[Entries from a dataset]
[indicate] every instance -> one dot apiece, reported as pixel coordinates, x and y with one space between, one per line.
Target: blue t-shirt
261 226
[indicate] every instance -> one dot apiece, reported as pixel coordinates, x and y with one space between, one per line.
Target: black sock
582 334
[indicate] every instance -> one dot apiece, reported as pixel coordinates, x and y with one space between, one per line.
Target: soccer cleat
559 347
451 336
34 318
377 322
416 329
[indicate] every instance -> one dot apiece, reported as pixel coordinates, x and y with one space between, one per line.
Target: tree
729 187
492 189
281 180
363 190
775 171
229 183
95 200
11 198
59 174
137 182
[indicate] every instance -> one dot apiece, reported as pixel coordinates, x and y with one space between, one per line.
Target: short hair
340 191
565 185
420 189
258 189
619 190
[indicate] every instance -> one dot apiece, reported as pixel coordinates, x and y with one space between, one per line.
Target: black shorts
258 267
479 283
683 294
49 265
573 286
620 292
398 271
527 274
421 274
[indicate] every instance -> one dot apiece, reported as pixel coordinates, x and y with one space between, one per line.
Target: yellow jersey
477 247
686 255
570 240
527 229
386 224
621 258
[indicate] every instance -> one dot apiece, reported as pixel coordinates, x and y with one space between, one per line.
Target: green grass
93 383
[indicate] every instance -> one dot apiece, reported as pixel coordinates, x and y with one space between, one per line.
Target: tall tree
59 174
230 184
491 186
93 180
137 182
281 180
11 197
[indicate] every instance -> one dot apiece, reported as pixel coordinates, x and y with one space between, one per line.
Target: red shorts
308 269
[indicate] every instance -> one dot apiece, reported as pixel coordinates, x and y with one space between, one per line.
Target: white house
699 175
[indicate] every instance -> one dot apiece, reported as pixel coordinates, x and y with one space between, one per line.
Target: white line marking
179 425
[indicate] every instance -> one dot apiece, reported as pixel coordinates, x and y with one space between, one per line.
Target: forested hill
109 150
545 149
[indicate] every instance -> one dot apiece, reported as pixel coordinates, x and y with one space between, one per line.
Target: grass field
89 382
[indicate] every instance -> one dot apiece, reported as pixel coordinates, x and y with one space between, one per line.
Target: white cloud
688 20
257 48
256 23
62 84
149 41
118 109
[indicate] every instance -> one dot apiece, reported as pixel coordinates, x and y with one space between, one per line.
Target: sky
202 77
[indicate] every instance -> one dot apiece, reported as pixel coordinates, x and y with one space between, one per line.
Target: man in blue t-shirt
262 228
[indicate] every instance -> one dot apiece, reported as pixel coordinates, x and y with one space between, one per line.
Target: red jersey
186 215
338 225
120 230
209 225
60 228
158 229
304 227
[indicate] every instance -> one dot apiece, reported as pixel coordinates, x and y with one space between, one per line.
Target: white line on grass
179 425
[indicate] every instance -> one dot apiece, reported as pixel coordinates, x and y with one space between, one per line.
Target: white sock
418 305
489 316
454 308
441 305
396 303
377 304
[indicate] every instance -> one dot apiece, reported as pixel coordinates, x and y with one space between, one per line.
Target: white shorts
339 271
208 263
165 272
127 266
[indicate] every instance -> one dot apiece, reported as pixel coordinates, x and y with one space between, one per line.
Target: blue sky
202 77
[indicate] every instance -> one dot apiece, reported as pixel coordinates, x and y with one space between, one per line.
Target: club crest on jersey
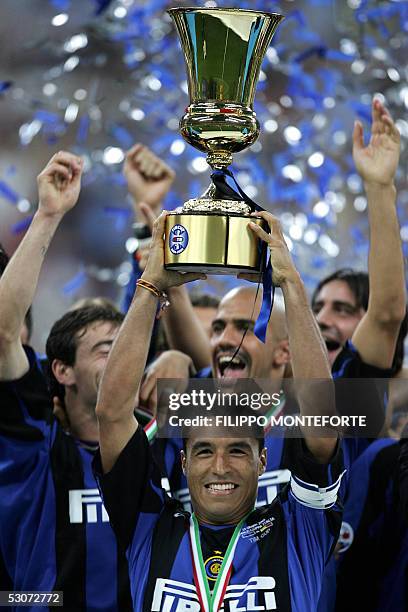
178 239
213 565
257 531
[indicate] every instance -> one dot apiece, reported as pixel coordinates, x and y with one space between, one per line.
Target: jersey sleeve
348 364
313 519
361 391
314 485
131 491
25 404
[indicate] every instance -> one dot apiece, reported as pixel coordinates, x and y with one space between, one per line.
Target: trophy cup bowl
223 50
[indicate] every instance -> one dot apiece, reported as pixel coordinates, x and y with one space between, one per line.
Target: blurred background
96 76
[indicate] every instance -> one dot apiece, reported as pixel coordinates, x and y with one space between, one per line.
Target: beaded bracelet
161 295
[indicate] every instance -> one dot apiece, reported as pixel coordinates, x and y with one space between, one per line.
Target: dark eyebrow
340 303
243 322
241 445
200 446
216 321
101 343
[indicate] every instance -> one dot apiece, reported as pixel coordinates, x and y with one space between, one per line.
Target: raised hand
148 177
59 183
378 161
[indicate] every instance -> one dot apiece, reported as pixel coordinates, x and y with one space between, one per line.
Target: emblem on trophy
223 50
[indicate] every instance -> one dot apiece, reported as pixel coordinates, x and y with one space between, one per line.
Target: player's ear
281 354
262 461
183 461
63 373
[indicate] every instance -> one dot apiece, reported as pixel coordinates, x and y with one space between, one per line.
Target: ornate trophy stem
223 49
219 159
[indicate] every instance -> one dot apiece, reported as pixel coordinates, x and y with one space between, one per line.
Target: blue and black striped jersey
280 556
373 565
54 529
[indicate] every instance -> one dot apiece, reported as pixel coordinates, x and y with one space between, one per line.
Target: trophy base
212 243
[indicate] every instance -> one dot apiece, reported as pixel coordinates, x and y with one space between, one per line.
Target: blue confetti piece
122 136
101 6
8 193
339 56
5 85
75 283
319 51
21 226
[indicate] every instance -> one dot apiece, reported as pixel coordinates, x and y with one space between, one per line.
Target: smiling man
225 554
368 309
54 530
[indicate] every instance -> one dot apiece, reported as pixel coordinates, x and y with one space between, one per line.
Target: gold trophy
223 49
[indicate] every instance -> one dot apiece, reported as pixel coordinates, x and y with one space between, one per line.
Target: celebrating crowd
94 505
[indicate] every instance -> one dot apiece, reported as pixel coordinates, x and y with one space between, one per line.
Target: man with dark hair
346 305
271 558
54 530
340 302
205 307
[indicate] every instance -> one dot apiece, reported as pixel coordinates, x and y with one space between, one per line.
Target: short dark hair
204 300
357 282
63 338
261 442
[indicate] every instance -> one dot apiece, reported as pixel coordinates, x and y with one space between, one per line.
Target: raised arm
149 179
376 335
127 358
307 348
58 189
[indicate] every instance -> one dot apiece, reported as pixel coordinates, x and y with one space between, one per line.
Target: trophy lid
215 9
223 49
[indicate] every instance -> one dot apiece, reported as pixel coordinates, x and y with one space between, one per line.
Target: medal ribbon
211 602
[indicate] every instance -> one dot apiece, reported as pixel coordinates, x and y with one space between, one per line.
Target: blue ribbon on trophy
228 188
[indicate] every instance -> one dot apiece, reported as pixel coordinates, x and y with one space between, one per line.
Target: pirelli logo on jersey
269 485
256 595
86 506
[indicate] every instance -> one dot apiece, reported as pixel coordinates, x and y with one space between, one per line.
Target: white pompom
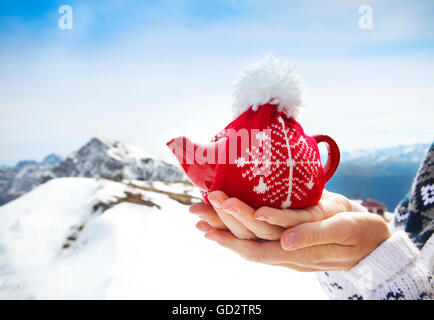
270 81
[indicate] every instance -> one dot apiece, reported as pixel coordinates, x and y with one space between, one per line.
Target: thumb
308 234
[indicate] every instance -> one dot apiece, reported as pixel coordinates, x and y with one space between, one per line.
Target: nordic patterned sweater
402 266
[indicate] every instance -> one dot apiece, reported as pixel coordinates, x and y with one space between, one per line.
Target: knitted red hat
263 157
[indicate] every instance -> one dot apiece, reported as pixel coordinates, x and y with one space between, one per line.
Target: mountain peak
52 159
102 157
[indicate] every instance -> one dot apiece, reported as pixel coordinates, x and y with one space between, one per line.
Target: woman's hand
236 216
336 243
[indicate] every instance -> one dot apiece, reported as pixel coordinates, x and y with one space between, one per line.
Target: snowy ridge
57 243
113 159
98 158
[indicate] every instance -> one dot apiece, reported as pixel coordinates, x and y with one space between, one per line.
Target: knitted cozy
264 158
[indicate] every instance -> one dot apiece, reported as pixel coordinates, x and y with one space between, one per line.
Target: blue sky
144 71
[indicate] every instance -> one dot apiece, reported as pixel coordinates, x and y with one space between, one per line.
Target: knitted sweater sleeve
394 270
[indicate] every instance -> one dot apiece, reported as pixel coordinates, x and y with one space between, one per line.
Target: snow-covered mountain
383 174
113 159
384 161
22 178
86 238
97 158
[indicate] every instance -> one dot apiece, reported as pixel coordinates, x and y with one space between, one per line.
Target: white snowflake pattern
276 161
427 193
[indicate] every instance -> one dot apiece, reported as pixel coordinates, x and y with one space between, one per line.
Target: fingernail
291 240
261 218
210 236
231 211
204 227
216 203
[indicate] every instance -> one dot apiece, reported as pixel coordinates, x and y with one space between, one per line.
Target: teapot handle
333 157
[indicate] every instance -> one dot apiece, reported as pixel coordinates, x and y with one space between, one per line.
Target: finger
201 208
268 252
322 257
283 217
207 213
287 218
329 231
204 226
216 198
317 258
245 214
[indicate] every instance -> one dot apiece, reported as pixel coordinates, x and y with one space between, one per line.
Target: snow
128 252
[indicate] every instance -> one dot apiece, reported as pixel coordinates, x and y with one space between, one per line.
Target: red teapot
263 157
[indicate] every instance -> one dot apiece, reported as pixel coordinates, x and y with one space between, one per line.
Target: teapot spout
199 162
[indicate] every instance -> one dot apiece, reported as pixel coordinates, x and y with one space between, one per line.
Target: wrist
389 258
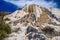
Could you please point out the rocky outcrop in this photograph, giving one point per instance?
(33, 22)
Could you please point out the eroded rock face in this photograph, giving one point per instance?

[TO DO]
Each line from the one with "Could you please point out the rocky" through the last line of the records must be written out word for word. Include nothing else.

[WRITTEN SOLUTION]
Could you please point out the rocky outcrop in this photograph, giving one point per instance?
(33, 22)
Could you please point out the eroded rock face in this photograph, giving one point per instance?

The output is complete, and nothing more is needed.